Set problem:
Pick out every line in the records below that contains the string "ground", and copy each one.

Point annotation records
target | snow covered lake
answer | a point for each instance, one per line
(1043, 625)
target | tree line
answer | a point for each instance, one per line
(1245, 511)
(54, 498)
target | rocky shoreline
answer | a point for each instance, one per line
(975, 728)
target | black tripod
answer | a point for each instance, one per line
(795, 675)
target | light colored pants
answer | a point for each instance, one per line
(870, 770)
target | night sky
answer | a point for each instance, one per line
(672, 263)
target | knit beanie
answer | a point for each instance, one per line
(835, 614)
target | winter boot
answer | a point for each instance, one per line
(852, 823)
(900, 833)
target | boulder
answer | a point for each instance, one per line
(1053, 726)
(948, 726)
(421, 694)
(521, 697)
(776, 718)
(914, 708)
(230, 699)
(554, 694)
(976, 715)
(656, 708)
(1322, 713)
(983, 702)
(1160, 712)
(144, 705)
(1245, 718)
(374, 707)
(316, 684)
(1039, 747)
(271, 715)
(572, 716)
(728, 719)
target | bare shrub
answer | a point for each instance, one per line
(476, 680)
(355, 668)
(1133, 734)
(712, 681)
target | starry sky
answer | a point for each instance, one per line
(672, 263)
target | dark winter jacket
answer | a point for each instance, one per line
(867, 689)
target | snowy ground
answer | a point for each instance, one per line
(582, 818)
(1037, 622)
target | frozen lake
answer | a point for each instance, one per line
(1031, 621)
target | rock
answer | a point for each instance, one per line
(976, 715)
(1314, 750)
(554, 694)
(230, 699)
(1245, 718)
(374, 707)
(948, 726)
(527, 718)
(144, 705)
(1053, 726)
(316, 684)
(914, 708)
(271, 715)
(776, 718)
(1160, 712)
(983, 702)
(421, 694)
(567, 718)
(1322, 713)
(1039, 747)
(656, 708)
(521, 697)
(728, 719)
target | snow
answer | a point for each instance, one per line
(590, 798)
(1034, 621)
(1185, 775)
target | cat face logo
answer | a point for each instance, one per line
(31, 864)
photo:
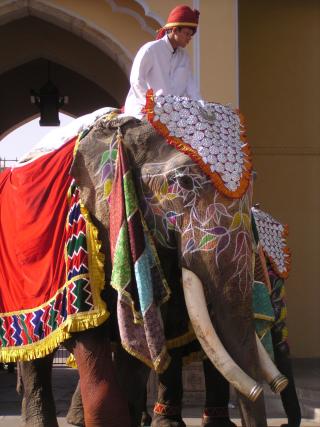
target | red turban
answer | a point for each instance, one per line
(180, 16)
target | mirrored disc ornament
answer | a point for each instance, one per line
(272, 237)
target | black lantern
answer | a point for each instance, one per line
(49, 102)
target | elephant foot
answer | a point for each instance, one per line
(146, 419)
(75, 419)
(217, 422)
(216, 417)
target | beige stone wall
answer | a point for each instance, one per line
(280, 97)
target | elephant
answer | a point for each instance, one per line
(196, 227)
(267, 273)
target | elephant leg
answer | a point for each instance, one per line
(38, 405)
(145, 417)
(288, 395)
(133, 376)
(167, 410)
(75, 415)
(103, 402)
(216, 412)
(252, 411)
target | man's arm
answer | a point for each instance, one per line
(141, 66)
(192, 90)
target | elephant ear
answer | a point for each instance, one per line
(273, 238)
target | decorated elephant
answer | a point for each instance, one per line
(145, 204)
(272, 266)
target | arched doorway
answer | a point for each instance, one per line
(89, 77)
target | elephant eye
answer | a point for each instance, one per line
(185, 182)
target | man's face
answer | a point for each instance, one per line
(182, 36)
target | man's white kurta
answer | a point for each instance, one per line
(159, 67)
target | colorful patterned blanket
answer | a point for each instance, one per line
(51, 271)
(136, 272)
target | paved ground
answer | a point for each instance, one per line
(307, 376)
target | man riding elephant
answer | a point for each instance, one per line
(163, 65)
(179, 182)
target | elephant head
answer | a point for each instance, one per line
(208, 229)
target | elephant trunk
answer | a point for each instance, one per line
(209, 340)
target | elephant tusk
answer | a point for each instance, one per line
(209, 340)
(270, 372)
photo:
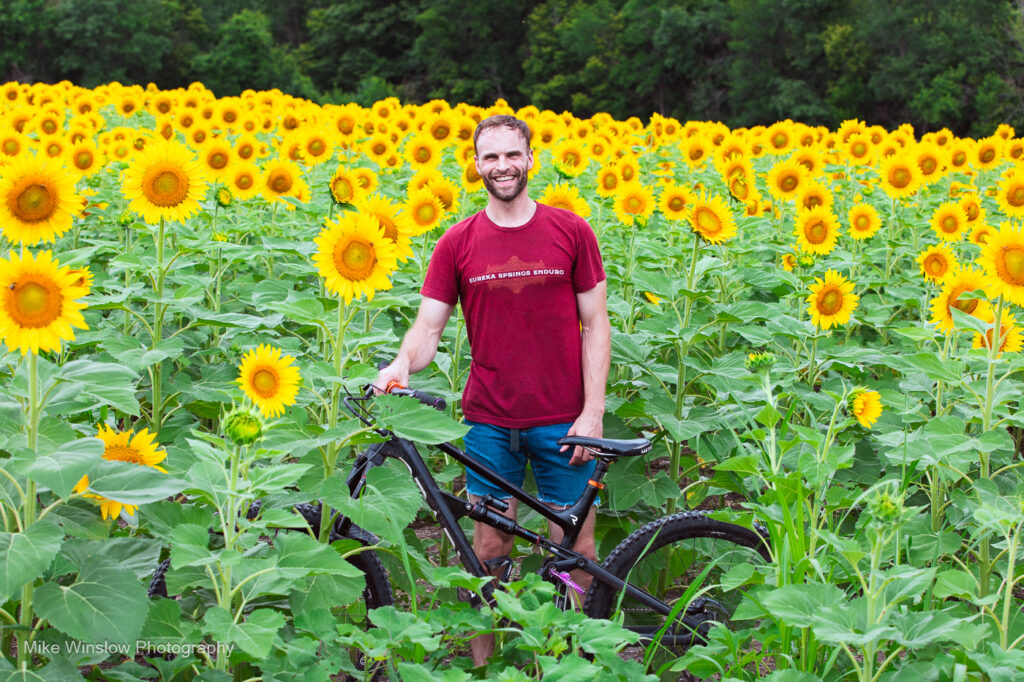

Written response:
target | snowy ground
target | paved ground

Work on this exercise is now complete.